## EXERCISE
Whatever lies between the line that holds "Would you mind annotating the blue painted" and the final line of the records below, both included, should be repeated exactly; leave out the pictures and add nothing.

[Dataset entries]
[Start of Attachment]

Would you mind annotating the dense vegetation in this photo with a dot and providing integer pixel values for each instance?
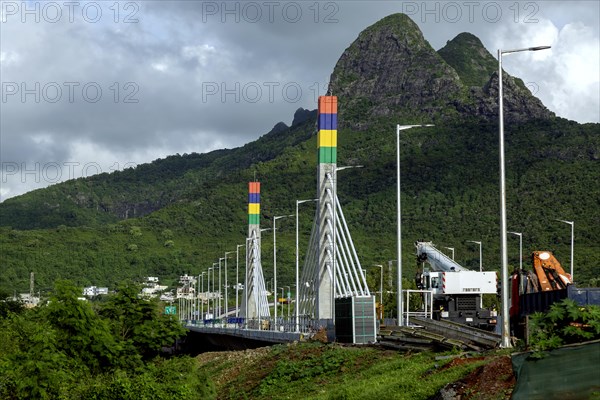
(71, 349)
(565, 323)
(331, 371)
(449, 195)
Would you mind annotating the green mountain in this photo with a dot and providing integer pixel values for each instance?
(180, 214)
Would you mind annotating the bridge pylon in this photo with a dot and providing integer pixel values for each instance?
(254, 302)
(331, 267)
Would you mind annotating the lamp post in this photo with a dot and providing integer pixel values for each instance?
(480, 254)
(520, 235)
(297, 307)
(380, 283)
(237, 277)
(503, 241)
(399, 218)
(226, 284)
(451, 249)
(275, 261)
(572, 223)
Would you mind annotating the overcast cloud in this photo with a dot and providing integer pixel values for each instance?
(96, 86)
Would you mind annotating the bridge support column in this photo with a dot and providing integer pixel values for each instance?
(326, 182)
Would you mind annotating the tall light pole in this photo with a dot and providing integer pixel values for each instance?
(503, 241)
(275, 261)
(380, 283)
(226, 284)
(520, 235)
(297, 307)
(572, 223)
(237, 277)
(480, 253)
(451, 249)
(399, 219)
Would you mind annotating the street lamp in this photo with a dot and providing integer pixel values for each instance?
(451, 249)
(380, 283)
(399, 218)
(226, 284)
(503, 241)
(275, 261)
(237, 277)
(520, 235)
(572, 223)
(297, 308)
(480, 254)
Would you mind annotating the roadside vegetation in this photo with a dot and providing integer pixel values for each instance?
(72, 349)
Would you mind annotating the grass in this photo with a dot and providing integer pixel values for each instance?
(327, 372)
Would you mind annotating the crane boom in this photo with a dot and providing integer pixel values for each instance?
(439, 262)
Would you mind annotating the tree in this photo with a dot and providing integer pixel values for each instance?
(140, 322)
(86, 337)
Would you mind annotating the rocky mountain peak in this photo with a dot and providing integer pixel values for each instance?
(470, 59)
(391, 70)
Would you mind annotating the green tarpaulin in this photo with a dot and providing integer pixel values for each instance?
(569, 372)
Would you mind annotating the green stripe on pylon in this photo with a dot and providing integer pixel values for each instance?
(327, 155)
(253, 219)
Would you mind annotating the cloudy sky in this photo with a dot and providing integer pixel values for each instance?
(97, 86)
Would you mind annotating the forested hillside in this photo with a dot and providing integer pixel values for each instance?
(180, 214)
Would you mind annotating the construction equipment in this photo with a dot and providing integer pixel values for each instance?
(456, 290)
(536, 290)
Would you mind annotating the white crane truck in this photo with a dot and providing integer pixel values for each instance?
(457, 291)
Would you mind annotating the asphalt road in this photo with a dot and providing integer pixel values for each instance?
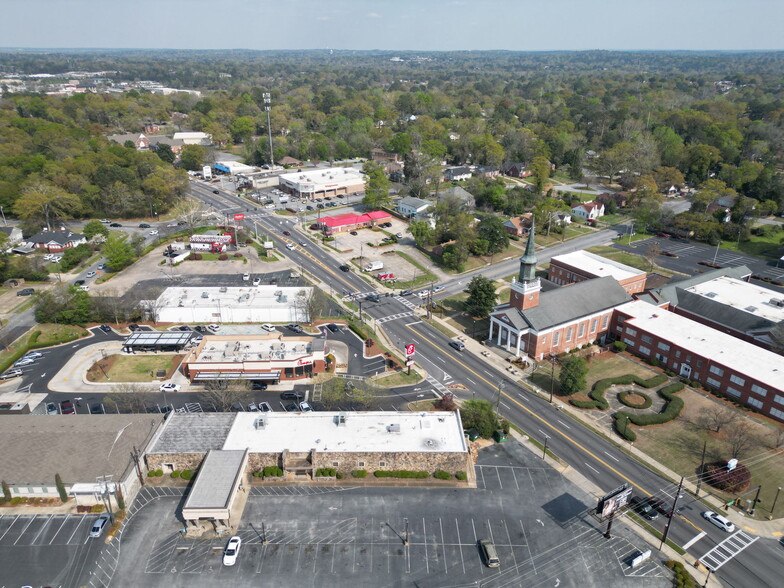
(598, 460)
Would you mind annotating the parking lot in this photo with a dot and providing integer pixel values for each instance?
(343, 535)
(47, 549)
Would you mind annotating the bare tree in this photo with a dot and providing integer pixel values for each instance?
(717, 417)
(222, 394)
(740, 438)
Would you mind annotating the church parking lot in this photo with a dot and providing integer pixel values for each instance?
(335, 536)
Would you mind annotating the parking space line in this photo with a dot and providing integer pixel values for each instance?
(9, 527)
(25, 529)
(460, 545)
(65, 520)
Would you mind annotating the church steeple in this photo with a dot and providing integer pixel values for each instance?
(528, 260)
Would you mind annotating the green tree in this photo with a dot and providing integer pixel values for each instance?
(479, 415)
(58, 481)
(376, 186)
(41, 201)
(481, 296)
(119, 253)
(572, 376)
(93, 228)
(540, 172)
(192, 157)
(163, 150)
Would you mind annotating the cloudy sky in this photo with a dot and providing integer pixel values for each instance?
(526, 25)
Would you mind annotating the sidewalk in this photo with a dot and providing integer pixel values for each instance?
(771, 529)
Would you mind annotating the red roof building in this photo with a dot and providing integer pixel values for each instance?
(350, 221)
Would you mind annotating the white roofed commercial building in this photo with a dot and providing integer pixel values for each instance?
(724, 364)
(318, 183)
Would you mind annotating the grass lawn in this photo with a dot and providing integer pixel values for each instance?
(399, 379)
(679, 445)
(134, 368)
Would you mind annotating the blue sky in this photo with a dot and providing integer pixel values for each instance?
(524, 25)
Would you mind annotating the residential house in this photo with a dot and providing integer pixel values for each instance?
(518, 225)
(413, 208)
(588, 210)
(54, 241)
(515, 170)
(457, 173)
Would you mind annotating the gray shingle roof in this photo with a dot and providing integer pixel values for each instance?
(36, 447)
(193, 432)
(566, 304)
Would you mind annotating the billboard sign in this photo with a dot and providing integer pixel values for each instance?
(612, 501)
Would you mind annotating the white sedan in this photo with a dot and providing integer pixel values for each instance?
(232, 551)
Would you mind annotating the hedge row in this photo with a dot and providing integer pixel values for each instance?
(600, 387)
(623, 399)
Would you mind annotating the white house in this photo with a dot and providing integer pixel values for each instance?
(588, 210)
(411, 207)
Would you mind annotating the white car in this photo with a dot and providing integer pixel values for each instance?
(718, 520)
(232, 551)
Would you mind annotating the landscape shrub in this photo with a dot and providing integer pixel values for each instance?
(623, 398)
(734, 481)
(400, 474)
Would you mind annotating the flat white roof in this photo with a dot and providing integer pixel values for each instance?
(742, 295)
(327, 177)
(745, 358)
(262, 296)
(598, 265)
(428, 432)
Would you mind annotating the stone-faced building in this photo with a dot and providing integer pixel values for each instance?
(559, 320)
(301, 443)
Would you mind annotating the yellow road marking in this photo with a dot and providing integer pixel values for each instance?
(544, 422)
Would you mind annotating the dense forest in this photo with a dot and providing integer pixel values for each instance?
(641, 120)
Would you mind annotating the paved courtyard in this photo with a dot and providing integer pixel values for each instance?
(343, 535)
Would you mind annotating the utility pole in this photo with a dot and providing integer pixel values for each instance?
(267, 106)
(672, 513)
(702, 464)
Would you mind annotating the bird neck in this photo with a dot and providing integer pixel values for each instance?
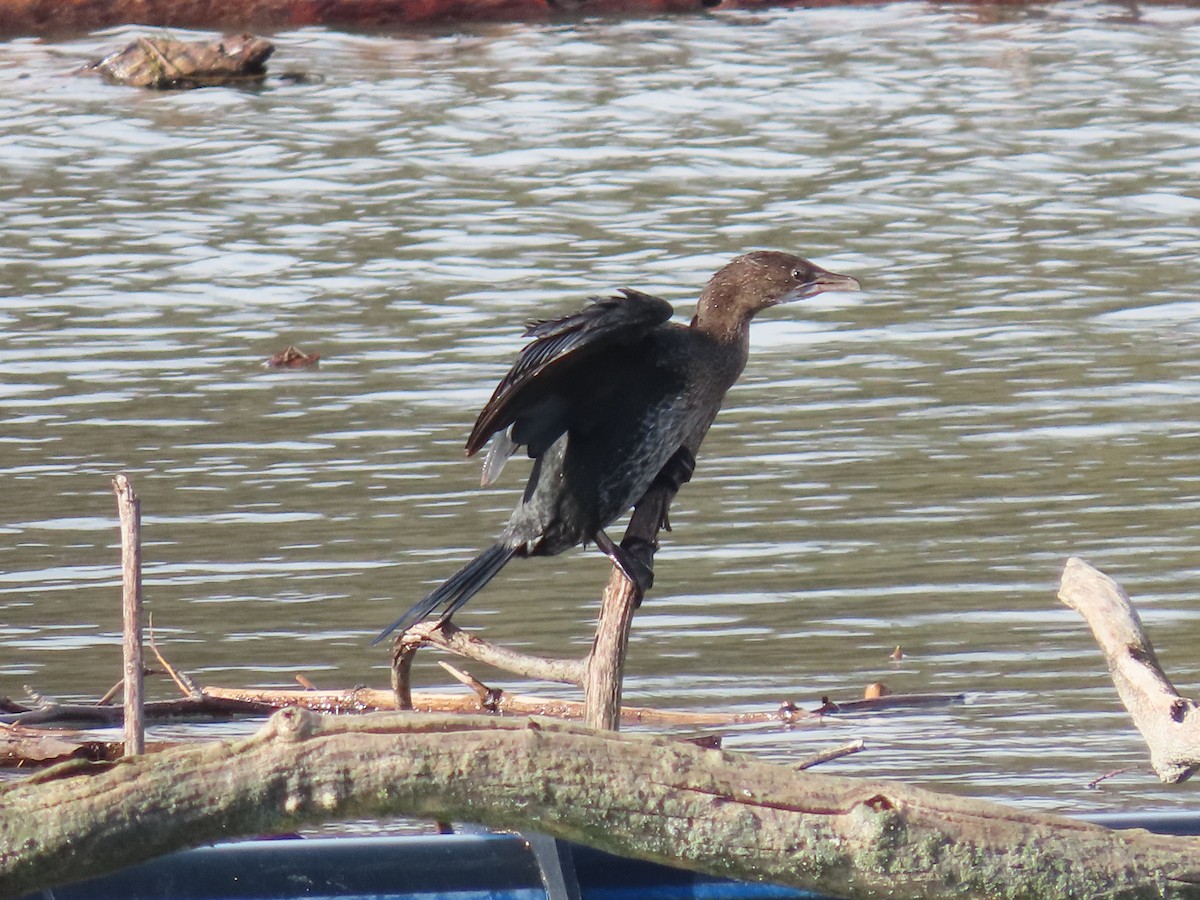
(727, 330)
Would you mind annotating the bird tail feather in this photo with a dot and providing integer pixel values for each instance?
(457, 589)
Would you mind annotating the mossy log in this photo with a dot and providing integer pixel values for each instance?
(642, 797)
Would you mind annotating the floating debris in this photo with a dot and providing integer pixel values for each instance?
(875, 690)
(165, 64)
(293, 358)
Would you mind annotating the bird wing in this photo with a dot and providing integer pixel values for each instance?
(555, 357)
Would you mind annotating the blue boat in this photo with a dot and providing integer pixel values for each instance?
(451, 867)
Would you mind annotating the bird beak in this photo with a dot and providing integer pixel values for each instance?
(823, 281)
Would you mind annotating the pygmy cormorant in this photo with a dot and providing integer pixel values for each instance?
(604, 401)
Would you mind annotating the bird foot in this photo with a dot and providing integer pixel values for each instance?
(636, 573)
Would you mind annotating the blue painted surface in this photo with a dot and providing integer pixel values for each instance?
(460, 867)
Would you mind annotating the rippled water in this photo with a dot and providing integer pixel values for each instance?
(910, 466)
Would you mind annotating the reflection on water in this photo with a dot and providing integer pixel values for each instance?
(909, 466)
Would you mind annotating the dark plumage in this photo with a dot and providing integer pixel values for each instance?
(605, 400)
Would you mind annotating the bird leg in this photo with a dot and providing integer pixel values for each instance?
(639, 574)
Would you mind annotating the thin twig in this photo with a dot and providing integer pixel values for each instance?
(834, 753)
(181, 679)
(489, 697)
(130, 511)
(1096, 781)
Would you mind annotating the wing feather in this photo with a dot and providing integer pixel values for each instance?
(561, 345)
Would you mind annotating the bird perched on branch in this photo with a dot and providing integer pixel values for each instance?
(606, 401)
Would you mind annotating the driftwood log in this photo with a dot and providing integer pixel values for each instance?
(167, 64)
(69, 17)
(641, 797)
(1169, 723)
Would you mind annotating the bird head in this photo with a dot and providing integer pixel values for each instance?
(756, 281)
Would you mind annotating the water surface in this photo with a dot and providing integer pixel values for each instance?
(1017, 189)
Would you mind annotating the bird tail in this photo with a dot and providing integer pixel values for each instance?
(457, 589)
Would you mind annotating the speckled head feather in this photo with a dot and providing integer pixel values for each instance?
(756, 281)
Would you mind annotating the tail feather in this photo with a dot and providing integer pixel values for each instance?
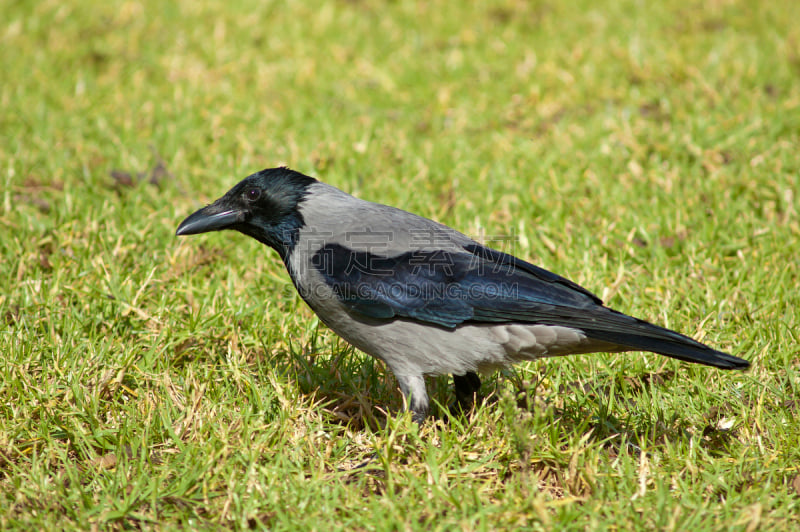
(644, 336)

[End of Attachment]

## ANSWER TO THIS TASK
Would you mind annotating the blue painted surface in this photo with a dot and providing integer pixel values for each instance?
(460, 867)
Would you mind annotating the rippled water in this photo with a dot and providing integer pixel values for each instance?
(910, 466)
Would you mind annotating the reflection on water in this photo with a dot and providing integer pixel values for each instance?
(909, 466)
Would you mind annotating the dark plumage in this photo with a dot and providing integer pixel values for each instance?
(605, 400)
Would you mind annotating the bird leg in this photo with a dot and providing integer pixel values for each instance?
(639, 574)
Would you mind annotating the thin twig in this photo with a dot and providing integer pixel values for each instance?
(834, 753)
(181, 679)
(489, 697)
(130, 511)
(1096, 781)
Would you mind annotating the wing feather in this photo with a dot and providing integer pixel values for each instance?
(561, 345)
Would you mind annotating the bird perched on branch in this photo with a dot and providing integer pixel values for each instance?
(606, 401)
Would you mind annotating the driftwood log in this photo with a dot and providing integer pixel values for each instance?
(167, 64)
(69, 17)
(641, 797)
(1169, 723)
Would you mind annotating the bird head in this photo with a dot and providing integer pixel values for each instance?
(756, 281)
Would you mind annotating the water surface in this photo with a dot and providing integer pixel values for each instance?
(1017, 189)
Would you mind annotating the bird tail in this photo with a dot and providing integer pixel values for each instance?
(457, 589)
Would you mind annotating the speckled head feather in this photo with a dot and providing integer pixel values for each instance?
(756, 281)
Would you mind annotating the tail feather in this photo with a dot and providing integer pixel values for each instance?
(644, 336)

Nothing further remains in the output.